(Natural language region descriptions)
--------------------------------------------------

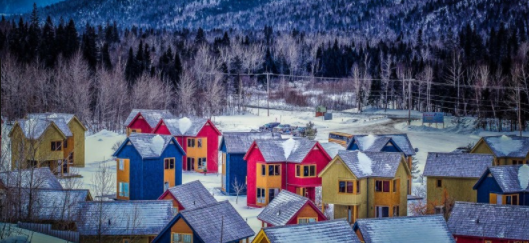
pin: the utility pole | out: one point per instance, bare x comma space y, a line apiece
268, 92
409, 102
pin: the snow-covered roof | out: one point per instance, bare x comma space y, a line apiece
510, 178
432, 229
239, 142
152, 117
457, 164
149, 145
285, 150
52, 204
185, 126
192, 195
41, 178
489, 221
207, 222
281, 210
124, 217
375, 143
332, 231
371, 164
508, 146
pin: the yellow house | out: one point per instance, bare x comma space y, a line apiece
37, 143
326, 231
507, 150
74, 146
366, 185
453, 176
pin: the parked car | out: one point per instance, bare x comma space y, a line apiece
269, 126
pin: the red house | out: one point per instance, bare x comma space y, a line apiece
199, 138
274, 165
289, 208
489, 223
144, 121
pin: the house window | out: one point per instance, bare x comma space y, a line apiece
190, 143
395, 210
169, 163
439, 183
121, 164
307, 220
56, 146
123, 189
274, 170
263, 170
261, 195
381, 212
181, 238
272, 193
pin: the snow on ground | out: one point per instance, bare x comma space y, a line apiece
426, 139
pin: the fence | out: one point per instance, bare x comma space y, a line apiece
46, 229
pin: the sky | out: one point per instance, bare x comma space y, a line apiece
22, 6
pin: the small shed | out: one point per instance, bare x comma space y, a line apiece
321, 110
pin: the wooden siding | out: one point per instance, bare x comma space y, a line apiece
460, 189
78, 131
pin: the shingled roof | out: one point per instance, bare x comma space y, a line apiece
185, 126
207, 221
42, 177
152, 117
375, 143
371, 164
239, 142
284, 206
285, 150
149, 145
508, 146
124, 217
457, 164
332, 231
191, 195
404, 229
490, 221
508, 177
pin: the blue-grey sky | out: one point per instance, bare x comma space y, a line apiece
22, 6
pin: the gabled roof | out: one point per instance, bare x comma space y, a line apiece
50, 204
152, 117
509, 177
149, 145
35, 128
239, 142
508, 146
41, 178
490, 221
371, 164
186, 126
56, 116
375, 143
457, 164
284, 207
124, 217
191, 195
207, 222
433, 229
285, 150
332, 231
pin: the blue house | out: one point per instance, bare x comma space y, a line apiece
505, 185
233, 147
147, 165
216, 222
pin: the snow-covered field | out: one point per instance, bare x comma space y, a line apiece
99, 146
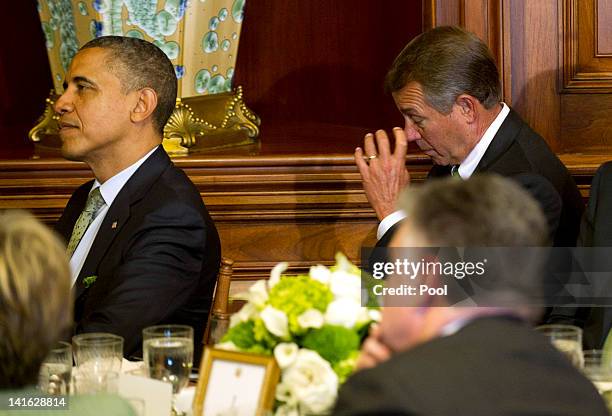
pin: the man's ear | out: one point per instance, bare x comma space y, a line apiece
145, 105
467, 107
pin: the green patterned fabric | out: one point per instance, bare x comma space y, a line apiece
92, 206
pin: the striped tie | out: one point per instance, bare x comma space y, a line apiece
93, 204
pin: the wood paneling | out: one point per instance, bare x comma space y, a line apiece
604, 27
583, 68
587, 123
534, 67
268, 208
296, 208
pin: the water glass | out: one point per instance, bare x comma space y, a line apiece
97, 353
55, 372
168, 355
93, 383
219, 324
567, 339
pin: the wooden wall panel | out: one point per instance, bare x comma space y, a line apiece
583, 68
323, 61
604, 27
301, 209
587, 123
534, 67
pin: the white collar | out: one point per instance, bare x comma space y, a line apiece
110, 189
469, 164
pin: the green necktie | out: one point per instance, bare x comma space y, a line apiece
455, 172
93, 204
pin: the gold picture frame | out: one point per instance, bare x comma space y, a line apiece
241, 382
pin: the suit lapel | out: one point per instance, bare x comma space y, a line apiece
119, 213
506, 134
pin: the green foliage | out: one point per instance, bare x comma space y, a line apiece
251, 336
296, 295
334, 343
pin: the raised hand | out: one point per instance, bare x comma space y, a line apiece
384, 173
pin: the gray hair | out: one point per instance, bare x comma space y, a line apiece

--------------------------------------------------

- _Task directions_: Transcribe exactly the lines from the one containing "pin: the wooden wall" through the end of the records, both included, and nothing else.

- _Answer space_:
pin: the wooden wall panel | out: one point per instance, bare x comma space y, a line apiece
583, 68
323, 61
604, 27
301, 209
587, 123
534, 67
pin: the white collar | out: one point per instance, bare x comma space y, a line apiece
110, 189
469, 164
pin: the green necktie | out: one point per instance, bare x comma space y, a line apiece
455, 172
93, 204
pin: the gold picture frame | out: one point per instance, bare x comma space y, a line apiece
241, 382
pin: the suit lapel | out: one point per instance, bare x comma space y, a line apiece
119, 213
506, 134
pin: the green foliage | out: one point per instance, bare x comma space y, a line apiece
251, 336
296, 295
334, 343
pin: the raised hand | out: one point per instance, bare x comma space y, a line apiece
384, 173
pin: the gray hair | out: one point per instance, bare x comma space y, a line apiece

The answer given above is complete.